For each line of the data below, copy it if it holds the word "Target".

§ Provided entries
━━━━━━━━━━
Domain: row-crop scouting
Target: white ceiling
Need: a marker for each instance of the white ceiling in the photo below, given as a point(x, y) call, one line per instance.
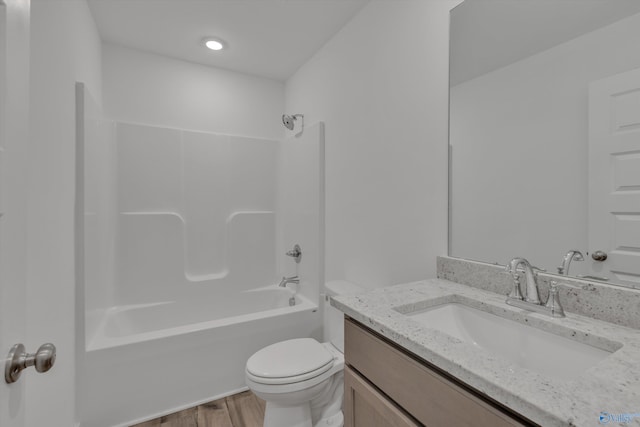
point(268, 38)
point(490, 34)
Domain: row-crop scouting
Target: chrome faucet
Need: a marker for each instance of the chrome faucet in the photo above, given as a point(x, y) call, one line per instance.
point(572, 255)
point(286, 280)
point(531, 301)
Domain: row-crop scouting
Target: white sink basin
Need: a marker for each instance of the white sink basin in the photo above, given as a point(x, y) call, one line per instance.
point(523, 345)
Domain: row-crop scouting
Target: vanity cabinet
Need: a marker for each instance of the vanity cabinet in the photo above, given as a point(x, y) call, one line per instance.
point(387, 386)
━━━━━━━━━━
§ Result for this task
Target: white ceiling
Target: chrome faucet
Target: white sink basin
Target: vanity cabinet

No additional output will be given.